Please copy each line of the records below that includes the word "query".

========

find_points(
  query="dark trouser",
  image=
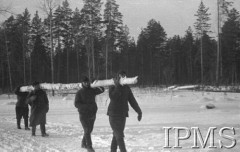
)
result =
(22, 112)
(87, 124)
(42, 128)
(118, 124)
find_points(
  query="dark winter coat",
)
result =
(85, 101)
(39, 107)
(120, 96)
(21, 98)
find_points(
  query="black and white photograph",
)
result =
(119, 75)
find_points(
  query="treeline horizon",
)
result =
(70, 44)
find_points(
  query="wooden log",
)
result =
(76, 86)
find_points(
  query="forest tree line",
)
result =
(69, 44)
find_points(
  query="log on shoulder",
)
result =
(75, 86)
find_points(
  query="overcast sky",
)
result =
(174, 15)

========

REPLY TO THE EXERCISE:
  query="dark trouser",
  query="dark winter coat",
  query="black and white photograph",
  query="treeline horizon",
  query="wooden log",
  query="forest tree line",
  query="log on shoulder",
  query="overcast sky",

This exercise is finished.